#### What the task asks
Copy the listing below word for word, starting at its first line and ending with the line that contains "[119,0,446,243]".
## Start Exercise input
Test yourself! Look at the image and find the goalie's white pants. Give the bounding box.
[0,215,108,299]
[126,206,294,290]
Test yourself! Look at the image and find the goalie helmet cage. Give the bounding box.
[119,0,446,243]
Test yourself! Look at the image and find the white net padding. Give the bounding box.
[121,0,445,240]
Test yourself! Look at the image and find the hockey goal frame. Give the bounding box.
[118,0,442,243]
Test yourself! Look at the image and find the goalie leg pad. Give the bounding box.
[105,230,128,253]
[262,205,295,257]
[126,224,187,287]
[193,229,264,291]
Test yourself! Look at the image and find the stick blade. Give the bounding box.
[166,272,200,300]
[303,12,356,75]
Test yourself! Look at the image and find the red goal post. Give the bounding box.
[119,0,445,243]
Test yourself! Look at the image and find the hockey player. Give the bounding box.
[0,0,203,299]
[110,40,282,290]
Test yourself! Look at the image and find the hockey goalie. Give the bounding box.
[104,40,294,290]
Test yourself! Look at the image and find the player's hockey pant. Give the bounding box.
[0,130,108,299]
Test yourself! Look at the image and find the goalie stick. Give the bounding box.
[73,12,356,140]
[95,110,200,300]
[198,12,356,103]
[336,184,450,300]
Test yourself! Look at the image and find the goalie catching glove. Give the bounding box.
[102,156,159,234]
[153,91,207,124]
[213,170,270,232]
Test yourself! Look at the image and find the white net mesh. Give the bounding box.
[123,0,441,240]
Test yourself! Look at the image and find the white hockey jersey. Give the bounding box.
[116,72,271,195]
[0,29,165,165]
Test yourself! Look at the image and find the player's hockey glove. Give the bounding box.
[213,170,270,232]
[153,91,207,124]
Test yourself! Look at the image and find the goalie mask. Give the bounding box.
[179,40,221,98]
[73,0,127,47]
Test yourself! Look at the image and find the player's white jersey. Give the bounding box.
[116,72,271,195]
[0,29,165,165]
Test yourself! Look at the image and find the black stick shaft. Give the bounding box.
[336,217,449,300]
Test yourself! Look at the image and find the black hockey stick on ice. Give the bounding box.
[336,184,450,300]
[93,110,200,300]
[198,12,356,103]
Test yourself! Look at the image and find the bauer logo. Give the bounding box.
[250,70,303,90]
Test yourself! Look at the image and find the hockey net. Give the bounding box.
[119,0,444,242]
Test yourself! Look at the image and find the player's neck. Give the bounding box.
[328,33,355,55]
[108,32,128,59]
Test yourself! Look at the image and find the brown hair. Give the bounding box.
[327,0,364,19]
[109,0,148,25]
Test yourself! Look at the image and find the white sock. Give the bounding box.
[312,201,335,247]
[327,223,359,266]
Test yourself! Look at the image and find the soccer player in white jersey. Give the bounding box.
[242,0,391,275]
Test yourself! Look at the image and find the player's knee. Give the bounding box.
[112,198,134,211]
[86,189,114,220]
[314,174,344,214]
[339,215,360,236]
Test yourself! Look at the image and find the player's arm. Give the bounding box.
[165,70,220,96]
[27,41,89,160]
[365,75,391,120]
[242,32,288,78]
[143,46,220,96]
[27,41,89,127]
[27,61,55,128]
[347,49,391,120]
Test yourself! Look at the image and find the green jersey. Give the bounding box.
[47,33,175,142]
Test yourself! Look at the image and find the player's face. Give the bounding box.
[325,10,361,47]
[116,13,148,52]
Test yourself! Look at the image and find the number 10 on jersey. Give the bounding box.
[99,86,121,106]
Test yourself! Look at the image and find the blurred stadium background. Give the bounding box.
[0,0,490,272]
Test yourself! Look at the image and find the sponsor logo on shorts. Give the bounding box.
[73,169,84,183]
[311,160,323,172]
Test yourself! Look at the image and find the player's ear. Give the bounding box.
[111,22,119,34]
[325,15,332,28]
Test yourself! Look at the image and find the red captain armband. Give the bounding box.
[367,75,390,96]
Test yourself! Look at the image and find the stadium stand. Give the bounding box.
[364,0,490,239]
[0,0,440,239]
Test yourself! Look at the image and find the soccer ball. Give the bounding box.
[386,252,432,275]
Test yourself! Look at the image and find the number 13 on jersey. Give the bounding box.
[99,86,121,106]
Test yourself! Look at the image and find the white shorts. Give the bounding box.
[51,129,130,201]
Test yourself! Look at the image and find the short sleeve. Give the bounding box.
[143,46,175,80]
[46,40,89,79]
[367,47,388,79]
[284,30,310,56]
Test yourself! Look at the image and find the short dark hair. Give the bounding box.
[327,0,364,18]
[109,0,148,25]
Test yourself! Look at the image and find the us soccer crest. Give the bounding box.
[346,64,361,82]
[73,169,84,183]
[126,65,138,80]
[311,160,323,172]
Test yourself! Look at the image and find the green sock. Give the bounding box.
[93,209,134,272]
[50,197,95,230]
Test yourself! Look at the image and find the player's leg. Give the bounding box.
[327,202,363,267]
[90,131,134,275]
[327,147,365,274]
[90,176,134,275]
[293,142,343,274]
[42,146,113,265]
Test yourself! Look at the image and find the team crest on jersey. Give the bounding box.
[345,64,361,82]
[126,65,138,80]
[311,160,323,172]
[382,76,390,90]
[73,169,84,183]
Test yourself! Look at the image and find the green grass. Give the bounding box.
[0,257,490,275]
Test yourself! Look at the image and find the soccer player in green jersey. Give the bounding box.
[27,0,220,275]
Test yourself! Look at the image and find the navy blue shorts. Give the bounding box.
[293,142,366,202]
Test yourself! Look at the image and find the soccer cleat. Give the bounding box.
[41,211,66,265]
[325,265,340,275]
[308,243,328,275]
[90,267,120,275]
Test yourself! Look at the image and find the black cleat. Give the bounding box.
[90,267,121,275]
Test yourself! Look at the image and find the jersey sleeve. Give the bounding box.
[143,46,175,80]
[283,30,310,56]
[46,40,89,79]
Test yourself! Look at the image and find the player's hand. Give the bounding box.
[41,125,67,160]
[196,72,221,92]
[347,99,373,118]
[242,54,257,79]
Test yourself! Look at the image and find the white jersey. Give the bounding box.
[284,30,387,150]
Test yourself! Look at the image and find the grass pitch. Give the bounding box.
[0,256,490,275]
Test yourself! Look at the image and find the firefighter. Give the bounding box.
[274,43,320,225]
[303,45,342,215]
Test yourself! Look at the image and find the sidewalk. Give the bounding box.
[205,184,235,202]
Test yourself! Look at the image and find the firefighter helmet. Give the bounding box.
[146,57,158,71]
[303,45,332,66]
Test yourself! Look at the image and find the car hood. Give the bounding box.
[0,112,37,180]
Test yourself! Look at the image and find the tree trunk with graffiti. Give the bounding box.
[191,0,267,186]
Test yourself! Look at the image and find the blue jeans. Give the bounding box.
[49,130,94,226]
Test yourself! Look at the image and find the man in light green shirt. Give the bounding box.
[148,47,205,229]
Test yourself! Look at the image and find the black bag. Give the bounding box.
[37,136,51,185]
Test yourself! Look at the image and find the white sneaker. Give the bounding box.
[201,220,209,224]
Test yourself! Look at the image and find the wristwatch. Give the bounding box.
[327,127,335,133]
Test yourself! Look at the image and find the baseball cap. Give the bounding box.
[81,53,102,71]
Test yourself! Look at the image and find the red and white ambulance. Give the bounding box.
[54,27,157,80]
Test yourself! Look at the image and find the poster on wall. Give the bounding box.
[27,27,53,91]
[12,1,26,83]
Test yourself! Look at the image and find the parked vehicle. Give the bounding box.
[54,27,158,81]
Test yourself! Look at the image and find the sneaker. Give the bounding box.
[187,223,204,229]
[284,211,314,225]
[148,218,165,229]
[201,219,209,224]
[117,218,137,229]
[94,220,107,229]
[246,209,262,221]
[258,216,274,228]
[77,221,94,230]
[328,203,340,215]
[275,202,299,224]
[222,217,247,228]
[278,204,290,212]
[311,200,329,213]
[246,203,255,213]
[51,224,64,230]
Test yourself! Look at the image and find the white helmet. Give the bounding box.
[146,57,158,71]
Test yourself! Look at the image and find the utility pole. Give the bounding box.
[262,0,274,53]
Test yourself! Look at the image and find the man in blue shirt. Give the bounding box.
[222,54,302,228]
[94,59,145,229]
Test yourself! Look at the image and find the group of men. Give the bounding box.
## End Exercise input
#### Answer below
Test yourself! Look at the image and find the goalie's white pants. Give the bounding box.
[0,215,108,299]
[126,206,294,290]
Test yourself! Look at the image and find the goalie helmet cage. Give the bounding box.
[119,0,446,243]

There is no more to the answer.